SET TASK - Only the lines from the one containing "Expected: a single pin indicated on each instance of the grey" through the end of the material are to be echoed, each exactly as it appears.

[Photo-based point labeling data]
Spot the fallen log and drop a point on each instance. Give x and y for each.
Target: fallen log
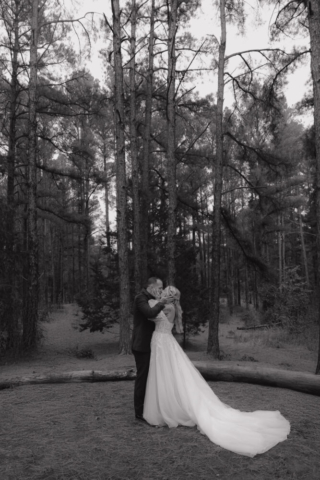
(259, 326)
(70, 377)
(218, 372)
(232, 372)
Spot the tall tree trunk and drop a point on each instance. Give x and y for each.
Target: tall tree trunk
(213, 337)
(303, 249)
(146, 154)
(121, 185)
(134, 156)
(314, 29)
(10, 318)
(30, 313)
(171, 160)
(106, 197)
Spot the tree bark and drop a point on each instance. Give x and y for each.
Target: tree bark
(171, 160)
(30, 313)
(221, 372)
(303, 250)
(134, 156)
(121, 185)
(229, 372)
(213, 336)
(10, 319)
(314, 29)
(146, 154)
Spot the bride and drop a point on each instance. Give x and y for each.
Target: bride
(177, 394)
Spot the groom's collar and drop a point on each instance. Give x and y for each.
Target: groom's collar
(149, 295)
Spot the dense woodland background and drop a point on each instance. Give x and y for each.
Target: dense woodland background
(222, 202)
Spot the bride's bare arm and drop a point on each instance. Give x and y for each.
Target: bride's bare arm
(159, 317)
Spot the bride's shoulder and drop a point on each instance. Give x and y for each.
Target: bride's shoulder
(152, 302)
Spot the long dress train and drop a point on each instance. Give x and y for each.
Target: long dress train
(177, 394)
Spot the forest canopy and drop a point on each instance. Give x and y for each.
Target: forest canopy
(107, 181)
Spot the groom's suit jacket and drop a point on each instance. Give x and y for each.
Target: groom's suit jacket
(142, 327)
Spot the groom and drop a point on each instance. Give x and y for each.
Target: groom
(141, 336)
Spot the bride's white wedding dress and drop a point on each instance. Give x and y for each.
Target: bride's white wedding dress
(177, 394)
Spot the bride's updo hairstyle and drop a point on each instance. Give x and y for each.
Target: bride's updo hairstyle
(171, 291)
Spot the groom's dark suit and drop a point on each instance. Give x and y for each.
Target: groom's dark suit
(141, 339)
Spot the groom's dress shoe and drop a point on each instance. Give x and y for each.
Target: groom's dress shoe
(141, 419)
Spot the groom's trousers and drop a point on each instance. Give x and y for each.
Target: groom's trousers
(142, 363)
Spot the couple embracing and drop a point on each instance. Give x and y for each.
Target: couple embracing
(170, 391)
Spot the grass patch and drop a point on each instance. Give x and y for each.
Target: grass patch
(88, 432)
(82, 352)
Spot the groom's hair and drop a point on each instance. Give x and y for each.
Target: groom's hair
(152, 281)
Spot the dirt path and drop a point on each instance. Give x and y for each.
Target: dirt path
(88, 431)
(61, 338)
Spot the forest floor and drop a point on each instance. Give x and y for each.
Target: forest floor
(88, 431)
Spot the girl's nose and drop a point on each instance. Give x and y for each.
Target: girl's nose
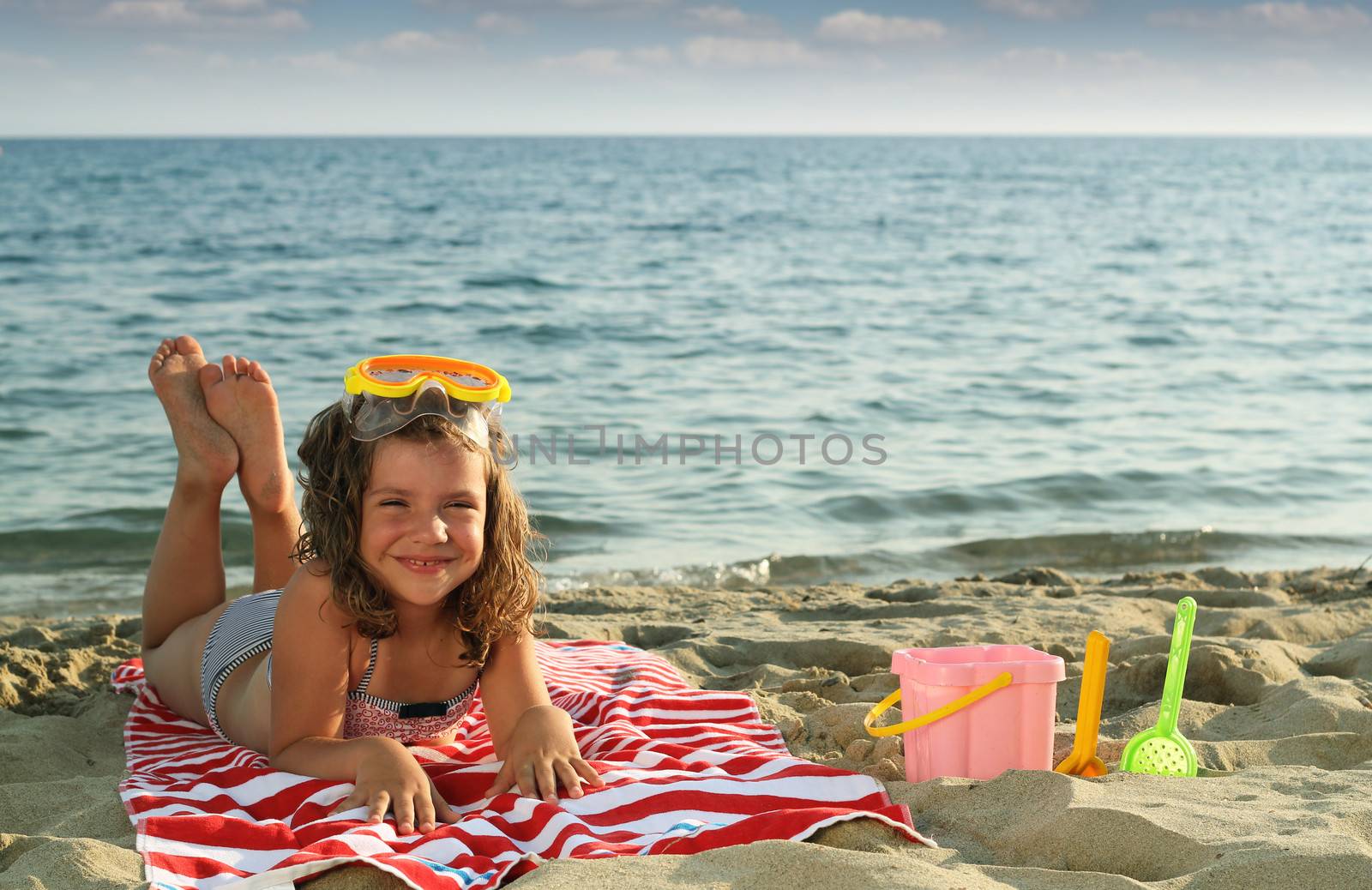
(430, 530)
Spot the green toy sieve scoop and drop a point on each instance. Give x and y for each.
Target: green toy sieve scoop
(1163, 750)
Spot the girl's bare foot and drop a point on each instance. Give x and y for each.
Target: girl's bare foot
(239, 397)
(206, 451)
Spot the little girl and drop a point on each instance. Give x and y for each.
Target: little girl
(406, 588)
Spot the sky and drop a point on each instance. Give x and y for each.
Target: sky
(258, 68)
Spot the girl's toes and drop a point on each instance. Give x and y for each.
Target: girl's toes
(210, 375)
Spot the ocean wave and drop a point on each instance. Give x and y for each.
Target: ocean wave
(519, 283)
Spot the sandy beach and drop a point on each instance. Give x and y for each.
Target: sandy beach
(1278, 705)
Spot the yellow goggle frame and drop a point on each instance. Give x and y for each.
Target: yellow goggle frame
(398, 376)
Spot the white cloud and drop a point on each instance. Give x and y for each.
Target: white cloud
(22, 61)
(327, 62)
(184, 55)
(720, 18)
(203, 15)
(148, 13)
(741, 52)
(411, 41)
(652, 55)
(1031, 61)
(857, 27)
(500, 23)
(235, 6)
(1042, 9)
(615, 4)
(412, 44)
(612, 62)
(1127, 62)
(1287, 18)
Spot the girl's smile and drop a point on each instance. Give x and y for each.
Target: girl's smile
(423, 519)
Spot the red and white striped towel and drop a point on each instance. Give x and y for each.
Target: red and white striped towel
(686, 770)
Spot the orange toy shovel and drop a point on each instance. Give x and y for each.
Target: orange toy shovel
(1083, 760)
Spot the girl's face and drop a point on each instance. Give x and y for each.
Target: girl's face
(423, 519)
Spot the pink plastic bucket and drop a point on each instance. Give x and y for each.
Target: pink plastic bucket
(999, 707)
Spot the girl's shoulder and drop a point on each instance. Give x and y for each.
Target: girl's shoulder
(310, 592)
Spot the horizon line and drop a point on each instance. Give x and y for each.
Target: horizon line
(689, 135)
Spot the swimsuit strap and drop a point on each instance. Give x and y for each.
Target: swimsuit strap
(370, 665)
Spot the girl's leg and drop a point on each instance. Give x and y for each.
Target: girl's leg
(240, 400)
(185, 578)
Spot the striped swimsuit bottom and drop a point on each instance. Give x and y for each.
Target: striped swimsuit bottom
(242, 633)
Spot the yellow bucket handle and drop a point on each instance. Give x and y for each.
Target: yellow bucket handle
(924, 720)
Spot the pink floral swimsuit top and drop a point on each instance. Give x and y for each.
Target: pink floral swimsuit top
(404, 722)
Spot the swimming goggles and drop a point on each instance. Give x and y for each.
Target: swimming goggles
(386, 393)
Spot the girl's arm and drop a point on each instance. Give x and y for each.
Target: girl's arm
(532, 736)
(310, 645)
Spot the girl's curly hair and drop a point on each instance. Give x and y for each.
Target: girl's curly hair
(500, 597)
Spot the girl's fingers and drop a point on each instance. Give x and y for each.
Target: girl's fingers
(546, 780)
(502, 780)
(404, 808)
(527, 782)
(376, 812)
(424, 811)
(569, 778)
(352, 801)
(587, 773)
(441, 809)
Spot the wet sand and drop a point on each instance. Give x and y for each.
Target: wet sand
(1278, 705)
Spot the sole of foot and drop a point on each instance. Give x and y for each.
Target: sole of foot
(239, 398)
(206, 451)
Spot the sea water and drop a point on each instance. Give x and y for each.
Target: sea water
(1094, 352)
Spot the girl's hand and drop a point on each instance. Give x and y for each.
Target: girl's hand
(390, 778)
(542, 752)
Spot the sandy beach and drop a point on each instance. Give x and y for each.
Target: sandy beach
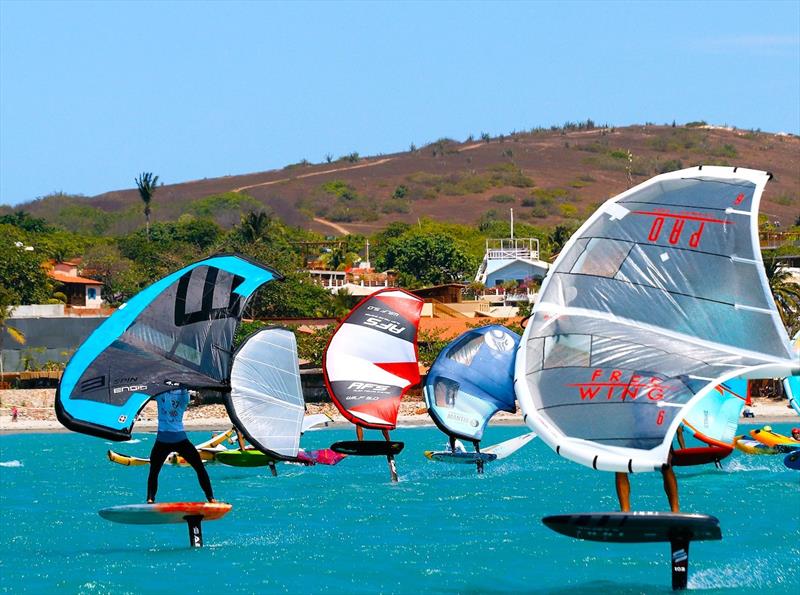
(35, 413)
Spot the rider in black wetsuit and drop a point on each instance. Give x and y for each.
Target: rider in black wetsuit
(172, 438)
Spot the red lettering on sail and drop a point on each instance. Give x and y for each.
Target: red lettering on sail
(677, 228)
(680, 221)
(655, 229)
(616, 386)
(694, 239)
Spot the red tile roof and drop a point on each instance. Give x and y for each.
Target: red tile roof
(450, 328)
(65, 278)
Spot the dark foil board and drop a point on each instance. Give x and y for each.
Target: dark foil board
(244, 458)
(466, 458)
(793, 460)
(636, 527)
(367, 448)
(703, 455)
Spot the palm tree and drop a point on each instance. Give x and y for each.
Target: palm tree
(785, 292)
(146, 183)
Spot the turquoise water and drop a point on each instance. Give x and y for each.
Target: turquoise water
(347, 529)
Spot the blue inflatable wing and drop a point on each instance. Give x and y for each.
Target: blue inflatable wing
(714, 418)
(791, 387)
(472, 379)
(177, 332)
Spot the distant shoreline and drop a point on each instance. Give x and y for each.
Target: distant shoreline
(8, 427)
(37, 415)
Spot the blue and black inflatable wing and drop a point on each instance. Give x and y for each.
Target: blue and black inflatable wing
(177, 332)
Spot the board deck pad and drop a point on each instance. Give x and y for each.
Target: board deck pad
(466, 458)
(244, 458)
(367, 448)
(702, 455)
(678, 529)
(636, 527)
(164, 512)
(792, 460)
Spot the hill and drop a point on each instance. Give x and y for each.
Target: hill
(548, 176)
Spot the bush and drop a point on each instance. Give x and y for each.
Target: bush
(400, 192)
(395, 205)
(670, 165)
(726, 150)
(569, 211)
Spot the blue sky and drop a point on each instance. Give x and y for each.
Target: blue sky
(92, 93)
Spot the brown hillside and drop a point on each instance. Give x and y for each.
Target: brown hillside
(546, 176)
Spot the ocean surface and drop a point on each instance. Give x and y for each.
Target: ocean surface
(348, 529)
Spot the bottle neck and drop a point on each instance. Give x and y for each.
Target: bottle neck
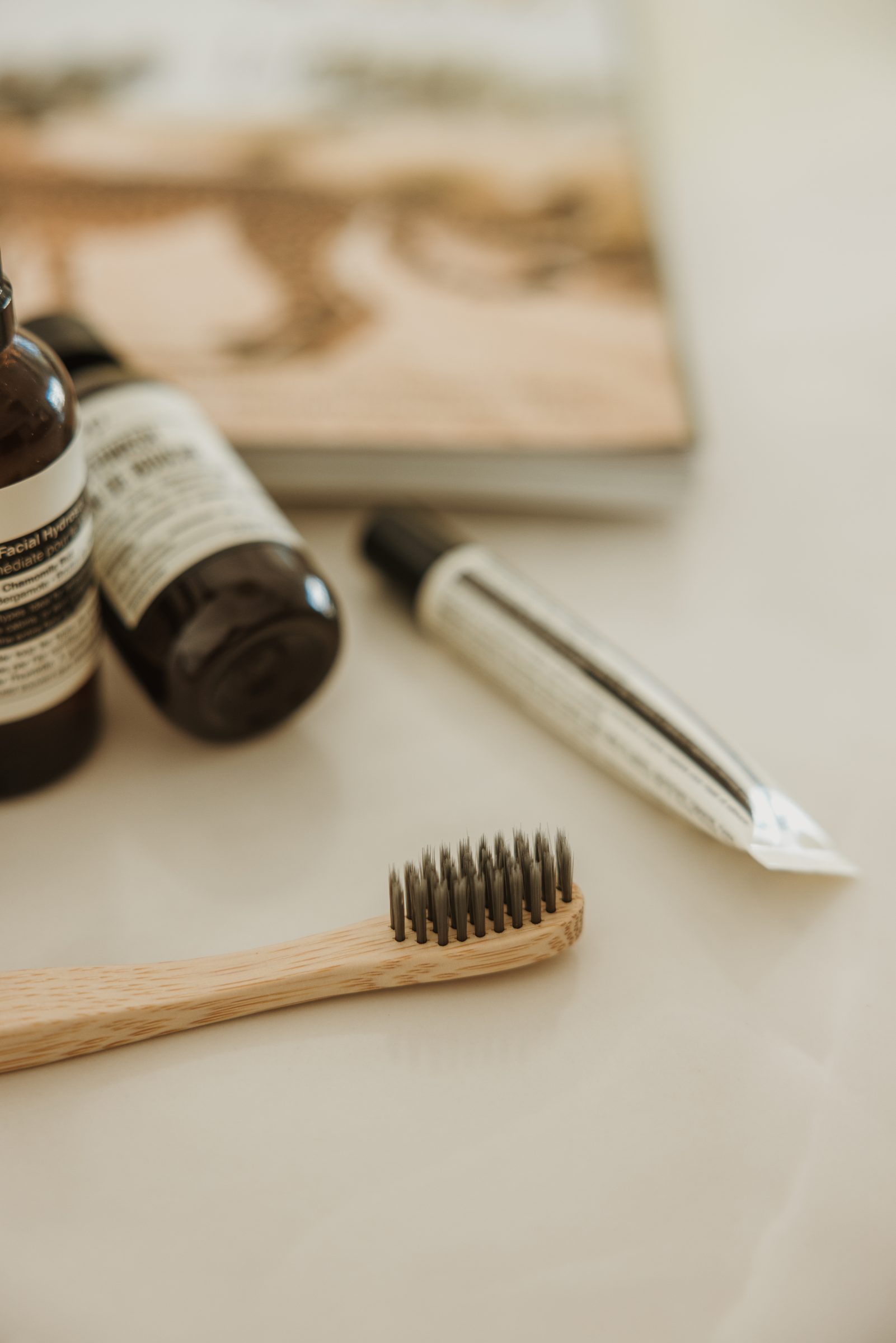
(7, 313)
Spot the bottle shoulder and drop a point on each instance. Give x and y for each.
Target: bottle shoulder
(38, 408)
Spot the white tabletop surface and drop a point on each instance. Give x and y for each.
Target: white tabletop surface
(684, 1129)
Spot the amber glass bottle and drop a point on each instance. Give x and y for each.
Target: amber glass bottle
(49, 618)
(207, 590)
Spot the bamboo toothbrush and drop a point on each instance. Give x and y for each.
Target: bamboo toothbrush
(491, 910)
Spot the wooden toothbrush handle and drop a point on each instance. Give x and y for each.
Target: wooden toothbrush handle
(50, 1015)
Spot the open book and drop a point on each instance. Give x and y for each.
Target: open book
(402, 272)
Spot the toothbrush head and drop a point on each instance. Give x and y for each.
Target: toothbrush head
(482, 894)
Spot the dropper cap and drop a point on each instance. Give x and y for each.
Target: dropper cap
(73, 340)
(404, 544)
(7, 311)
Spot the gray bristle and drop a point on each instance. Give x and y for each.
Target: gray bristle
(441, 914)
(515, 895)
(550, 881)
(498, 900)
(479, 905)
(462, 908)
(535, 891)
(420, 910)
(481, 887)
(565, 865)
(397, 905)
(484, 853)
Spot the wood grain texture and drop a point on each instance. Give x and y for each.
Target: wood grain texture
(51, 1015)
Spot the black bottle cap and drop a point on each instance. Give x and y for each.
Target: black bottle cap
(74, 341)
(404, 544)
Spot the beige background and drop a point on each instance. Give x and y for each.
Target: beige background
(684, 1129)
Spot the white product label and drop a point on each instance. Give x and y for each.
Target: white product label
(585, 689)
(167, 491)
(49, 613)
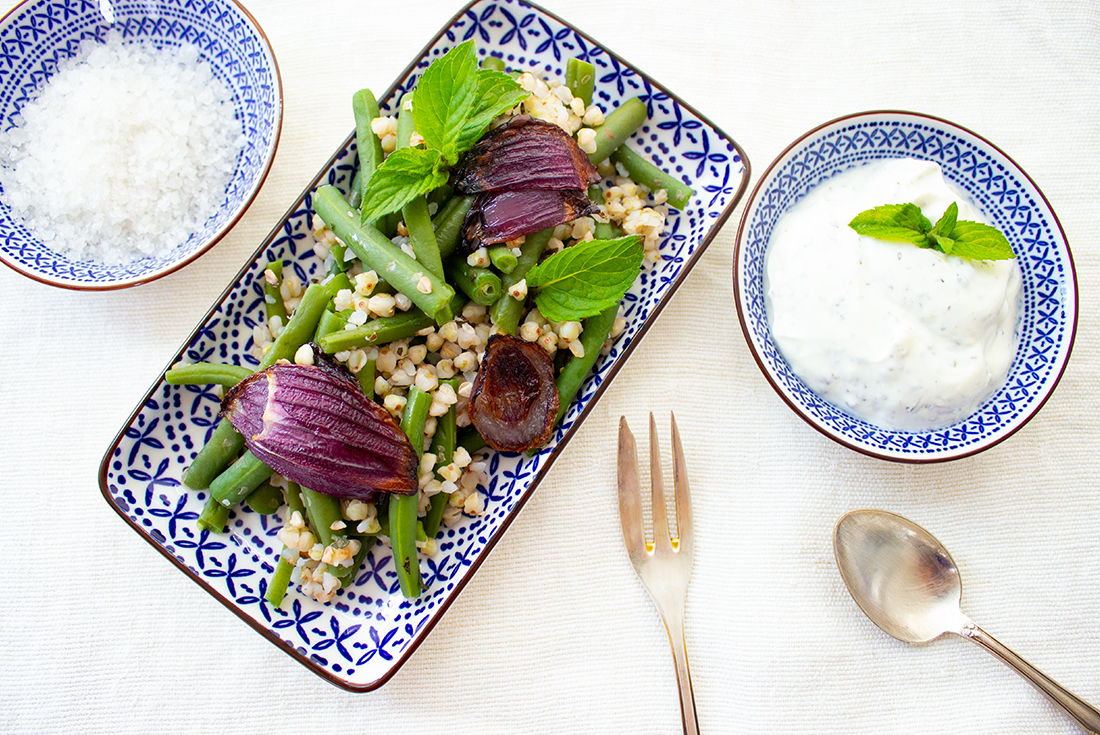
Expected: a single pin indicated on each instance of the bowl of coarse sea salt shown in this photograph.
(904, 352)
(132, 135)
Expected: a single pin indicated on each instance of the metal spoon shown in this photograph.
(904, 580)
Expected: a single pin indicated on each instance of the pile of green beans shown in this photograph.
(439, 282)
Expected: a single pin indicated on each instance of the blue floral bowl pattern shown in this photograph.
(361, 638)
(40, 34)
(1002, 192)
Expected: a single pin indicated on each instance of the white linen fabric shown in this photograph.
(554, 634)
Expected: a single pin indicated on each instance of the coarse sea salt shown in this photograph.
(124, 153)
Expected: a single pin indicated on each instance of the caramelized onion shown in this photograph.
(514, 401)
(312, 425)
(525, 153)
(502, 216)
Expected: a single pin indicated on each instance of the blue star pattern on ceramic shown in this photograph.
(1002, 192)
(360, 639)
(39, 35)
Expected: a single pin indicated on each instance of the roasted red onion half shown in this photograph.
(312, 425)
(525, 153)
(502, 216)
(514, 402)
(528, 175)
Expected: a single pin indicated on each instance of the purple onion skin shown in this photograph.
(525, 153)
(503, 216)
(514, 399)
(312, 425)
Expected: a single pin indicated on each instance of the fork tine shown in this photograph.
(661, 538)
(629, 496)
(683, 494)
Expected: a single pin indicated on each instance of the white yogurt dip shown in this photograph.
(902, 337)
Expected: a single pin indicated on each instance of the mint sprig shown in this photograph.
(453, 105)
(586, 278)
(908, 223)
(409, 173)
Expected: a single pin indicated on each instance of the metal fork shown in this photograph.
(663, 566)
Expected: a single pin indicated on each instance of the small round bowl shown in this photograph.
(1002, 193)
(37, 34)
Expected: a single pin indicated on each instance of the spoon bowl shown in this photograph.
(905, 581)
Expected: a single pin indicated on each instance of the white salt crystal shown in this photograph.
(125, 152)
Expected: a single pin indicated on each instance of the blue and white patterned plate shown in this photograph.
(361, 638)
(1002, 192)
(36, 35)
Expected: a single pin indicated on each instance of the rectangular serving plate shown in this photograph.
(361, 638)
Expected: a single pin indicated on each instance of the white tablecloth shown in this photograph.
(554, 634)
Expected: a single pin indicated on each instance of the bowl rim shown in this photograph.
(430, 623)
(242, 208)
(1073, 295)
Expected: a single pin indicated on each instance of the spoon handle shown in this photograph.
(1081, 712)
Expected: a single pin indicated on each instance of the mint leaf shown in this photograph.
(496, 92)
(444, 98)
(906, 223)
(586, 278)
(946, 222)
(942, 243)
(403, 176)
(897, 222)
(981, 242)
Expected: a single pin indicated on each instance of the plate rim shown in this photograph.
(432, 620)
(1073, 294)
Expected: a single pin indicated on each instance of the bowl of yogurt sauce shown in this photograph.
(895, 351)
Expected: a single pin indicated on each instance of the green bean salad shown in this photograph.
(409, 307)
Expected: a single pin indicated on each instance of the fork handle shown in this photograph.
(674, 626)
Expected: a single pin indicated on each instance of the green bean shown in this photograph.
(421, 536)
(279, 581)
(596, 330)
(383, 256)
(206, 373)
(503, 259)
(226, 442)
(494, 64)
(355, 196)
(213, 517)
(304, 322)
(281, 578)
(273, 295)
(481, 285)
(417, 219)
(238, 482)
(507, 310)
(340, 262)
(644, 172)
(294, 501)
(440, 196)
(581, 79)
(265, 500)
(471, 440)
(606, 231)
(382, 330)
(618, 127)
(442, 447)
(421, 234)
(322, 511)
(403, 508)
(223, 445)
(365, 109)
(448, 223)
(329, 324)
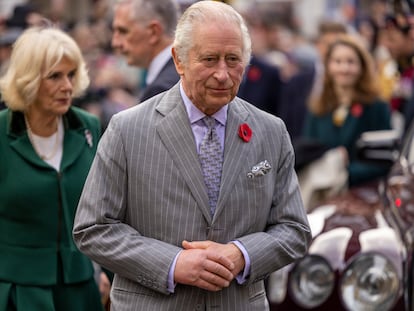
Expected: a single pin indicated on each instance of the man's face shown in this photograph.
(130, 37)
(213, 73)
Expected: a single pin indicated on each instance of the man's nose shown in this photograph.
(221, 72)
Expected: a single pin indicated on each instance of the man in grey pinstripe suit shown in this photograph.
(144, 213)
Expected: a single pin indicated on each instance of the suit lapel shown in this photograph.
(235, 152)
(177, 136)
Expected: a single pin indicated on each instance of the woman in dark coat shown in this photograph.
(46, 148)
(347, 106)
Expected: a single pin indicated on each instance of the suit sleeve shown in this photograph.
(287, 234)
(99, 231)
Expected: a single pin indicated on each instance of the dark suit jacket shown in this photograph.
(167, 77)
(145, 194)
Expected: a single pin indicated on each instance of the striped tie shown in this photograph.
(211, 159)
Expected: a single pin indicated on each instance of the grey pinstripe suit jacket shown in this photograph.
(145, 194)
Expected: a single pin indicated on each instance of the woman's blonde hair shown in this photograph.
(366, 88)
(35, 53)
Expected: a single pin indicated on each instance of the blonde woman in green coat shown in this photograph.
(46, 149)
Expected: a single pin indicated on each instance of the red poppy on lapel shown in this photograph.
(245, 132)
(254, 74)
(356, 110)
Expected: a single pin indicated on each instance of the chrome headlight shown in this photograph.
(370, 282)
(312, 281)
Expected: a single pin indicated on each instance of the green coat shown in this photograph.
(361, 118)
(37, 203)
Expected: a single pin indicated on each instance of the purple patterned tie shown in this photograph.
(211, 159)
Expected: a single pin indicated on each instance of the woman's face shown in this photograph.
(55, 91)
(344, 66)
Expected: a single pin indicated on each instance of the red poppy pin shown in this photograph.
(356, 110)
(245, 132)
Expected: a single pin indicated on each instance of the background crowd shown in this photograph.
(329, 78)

SOLUTION -
Expected: a single pin indicated on each instance of the grey pinstripe suit jacket shown in this photograph.
(145, 194)
Expected: a single pin indicated on each instance of the woman's blonde hair shown in this photograph.
(366, 88)
(35, 53)
Expected: a single pin indicated on each instance of the blonde woman in green coat shown in this photograph.
(46, 149)
Expected: a single pin indicated on each instance of the red poppy on lapel shown in this photograph.
(245, 132)
(254, 74)
(356, 110)
Expected: a single pin indicated on each instance of the chrome headlight shown in this photograph.
(370, 282)
(312, 281)
Expected: a single pin indicated on each instance of the green coat shown in this photograph.
(361, 118)
(37, 203)
Expected: a single pin indicated on each instance of the purple patterned tie shown in this photograph.
(211, 159)
Expected: a single pin indicated on each instance of the woman's face shown in this photograph.
(55, 91)
(344, 66)
Expected: a single pin indicated on each instance of the red poppy pin shown in this photograph.
(356, 110)
(245, 132)
Expected: a single pin indicated on each instance of the background crowd shown in this photograph.
(329, 78)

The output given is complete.